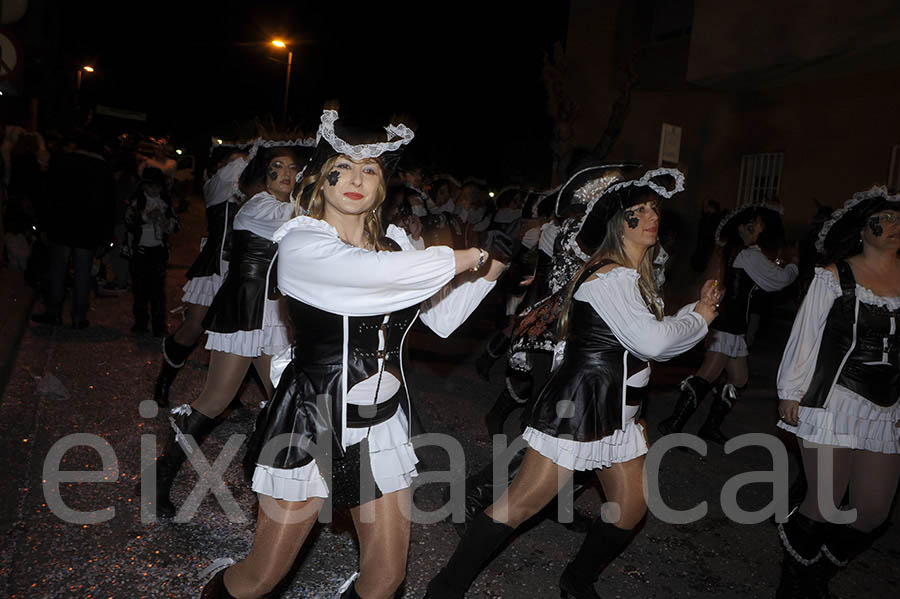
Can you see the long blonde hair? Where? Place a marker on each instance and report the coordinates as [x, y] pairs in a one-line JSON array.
[[316, 199], [613, 248]]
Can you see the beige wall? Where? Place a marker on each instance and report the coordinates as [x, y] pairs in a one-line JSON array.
[[836, 130]]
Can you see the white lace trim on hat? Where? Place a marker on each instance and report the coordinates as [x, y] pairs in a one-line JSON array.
[[398, 135], [876, 191]]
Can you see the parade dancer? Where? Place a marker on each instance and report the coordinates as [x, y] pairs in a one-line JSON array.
[[747, 234], [586, 416], [839, 386], [244, 322], [352, 295], [205, 276]]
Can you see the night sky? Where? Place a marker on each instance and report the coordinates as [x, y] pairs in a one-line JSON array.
[[470, 78]]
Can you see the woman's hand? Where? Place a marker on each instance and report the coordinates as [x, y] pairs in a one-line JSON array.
[[708, 303], [469, 258], [788, 410], [496, 269]]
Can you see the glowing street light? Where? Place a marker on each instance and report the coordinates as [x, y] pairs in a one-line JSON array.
[[287, 79]]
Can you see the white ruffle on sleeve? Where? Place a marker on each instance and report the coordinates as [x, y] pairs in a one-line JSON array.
[[453, 304], [765, 273], [263, 214], [616, 298], [222, 186], [798, 363], [317, 268]]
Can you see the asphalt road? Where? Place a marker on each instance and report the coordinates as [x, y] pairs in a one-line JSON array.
[[73, 403]]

#####

§ Exercise
Reproduce every line precisely as given, omitting all pictures.

§ Response
Can you see the long blonde hair? Where? Place a marker on each instance and report the coordinates as [x, y] pairs in a one-line JSON array.
[[316, 199], [613, 248]]
Can you see the beige wall? Where? Place a marker on each instance and report the coordinates as [x, y] pairs in a one-line JSON array.
[[836, 130]]
Can you see the white lace trim on hat? Where? Place a marker on each instance and report the coordinates as [x, y] pairs in a one-line JSON array.
[[398, 135], [876, 191]]
Can you see the parade dancer? Where? Place a marker on each instance and report the coordinates as [x, y] pairs in a one-line JSON array.
[[747, 234], [586, 416], [839, 386], [244, 322], [352, 295], [205, 276]]
Can you see the night sky? Where? Place a marker on each instance and report the coordinates as [x, y] pairs in a one-line JSON array.
[[470, 78]]
Can you see the woman's hand? Where? Place a marker on each instance and report the coordinates as [x, y] pairs in a one-line JSON array.
[[708, 303], [469, 258], [788, 410], [496, 269]]
Can you see the glowing street light? Where? Place a marker on each instance and report the coordinates as [x, y] pairs in a one-line JSON array.
[[287, 79]]
Can you see the white ruffle on sleeve? Where? Place a marker on each instance and report the coordinates as [x, y] pairs in a one-line JSON array.
[[453, 304], [765, 273], [263, 214], [616, 298], [222, 186], [798, 363], [317, 268]]
Can you see the asphalt road? Where? Place a marker on each instance and report the coordinates as [x, y] pairs in a one-line JSON array.
[[73, 403]]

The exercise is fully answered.